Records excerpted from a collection
=-=-=
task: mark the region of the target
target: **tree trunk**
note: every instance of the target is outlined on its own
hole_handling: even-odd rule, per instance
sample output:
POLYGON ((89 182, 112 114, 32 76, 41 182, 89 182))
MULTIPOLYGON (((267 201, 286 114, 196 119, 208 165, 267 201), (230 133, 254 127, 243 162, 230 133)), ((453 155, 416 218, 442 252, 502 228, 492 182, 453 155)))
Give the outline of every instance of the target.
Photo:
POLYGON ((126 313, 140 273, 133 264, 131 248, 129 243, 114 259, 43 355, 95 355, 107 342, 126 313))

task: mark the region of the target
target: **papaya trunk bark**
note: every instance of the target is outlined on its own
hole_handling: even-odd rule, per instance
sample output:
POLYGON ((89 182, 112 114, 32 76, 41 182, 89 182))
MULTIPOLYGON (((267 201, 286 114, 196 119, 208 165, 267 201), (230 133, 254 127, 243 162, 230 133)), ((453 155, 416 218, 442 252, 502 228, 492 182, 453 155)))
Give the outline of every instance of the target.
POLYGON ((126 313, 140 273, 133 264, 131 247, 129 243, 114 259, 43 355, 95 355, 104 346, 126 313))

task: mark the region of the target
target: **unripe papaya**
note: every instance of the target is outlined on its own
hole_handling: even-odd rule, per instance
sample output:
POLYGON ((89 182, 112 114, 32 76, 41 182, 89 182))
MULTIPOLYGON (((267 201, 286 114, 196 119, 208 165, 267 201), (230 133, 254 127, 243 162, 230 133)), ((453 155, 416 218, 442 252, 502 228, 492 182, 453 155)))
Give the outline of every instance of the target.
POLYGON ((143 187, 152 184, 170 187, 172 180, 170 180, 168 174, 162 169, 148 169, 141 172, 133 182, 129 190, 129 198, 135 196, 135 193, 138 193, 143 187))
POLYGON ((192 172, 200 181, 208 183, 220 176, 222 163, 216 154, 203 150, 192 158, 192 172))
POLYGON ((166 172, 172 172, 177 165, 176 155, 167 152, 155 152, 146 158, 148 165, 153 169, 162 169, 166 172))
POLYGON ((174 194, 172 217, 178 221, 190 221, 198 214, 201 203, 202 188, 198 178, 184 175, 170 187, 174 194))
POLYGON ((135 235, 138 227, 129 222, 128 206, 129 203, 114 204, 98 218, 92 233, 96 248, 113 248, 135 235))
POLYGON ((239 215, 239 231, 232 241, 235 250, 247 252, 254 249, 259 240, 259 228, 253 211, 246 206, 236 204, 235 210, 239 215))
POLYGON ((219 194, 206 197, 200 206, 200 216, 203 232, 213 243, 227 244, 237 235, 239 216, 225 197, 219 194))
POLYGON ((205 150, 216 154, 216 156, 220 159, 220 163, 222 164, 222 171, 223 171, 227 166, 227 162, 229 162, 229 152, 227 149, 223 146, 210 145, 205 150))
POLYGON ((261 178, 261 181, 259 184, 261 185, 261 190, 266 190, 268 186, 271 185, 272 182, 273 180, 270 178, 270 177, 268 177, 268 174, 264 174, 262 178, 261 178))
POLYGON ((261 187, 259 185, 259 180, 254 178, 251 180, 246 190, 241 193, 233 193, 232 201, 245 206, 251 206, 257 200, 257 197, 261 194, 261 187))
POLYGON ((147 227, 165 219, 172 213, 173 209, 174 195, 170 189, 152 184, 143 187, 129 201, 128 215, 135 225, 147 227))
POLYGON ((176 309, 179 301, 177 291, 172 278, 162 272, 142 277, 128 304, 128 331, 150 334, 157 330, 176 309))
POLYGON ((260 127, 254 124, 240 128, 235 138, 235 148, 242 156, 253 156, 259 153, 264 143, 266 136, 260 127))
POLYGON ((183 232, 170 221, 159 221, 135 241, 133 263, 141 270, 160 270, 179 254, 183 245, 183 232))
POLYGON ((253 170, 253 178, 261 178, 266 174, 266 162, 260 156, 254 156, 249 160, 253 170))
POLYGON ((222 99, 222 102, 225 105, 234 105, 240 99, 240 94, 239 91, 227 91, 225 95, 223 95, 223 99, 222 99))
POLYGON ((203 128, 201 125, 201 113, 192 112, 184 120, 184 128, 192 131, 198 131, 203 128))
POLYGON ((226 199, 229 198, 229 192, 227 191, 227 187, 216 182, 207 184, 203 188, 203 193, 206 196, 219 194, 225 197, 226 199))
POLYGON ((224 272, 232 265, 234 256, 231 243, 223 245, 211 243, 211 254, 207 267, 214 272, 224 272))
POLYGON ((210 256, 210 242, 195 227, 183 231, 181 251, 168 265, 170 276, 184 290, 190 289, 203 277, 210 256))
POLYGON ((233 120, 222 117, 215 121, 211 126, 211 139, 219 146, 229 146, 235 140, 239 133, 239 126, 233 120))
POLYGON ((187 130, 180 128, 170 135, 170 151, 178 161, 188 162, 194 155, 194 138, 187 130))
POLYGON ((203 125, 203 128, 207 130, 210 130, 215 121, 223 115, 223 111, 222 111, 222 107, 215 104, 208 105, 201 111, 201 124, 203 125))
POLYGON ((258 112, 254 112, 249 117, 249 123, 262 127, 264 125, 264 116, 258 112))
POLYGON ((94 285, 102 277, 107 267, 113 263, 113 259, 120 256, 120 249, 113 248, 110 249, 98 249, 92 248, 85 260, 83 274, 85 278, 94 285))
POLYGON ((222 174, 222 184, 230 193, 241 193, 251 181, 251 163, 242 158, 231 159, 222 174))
=-=-=
INSTRUCTIONS FOR THE TASK
Copy out the records verbatim, from their first line through the line containing "POLYGON ((126 313, 140 273, 133 264, 131 247, 129", with both ends included.

EXERCISE RESPONSE
task: mark the region of the target
target: **tree trunk**
note: every instance of the target is outlined on its own
hole_handling: even-odd rule, per instance
sample output:
POLYGON ((89 182, 112 114, 32 76, 41 182, 89 182))
MULTIPOLYGON (((267 201, 286 114, 196 119, 208 165, 267 201), (230 133, 254 127, 243 162, 230 133)), ((453 155, 416 218, 442 252, 502 228, 492 182, 453 155)))
Give the outline of every instance of the target.
Photo:
POLYGON ((126 313, 140 273, 133 264, 131 248, 129 243, 114 259, 43 355, 95 355, 107 342, 126 313))

task: mark the region of the target
target: **papaya trunk bark**
note: every instance of the target is outlined on its own
hole_handling: even-odd rule, per instance
sample output:
POLYGON ((89 182, 112 114, 32 76, 41 182, 89 182))
MULTIPOLYGON (((267 201, 286 114, 196 119, 208 165, 267 201), (230 133, 254 127, 243 162, 230 133)), ((453 155, 416 218, 442 252, 502 228, 492 182, 453 155)))
Give the outline of every instance of the target.
POLYGON ((126 313, 140 273, 133 264, 131 247, 129 243, 114 259, 43 355, 95 355, 104 346, 126 313))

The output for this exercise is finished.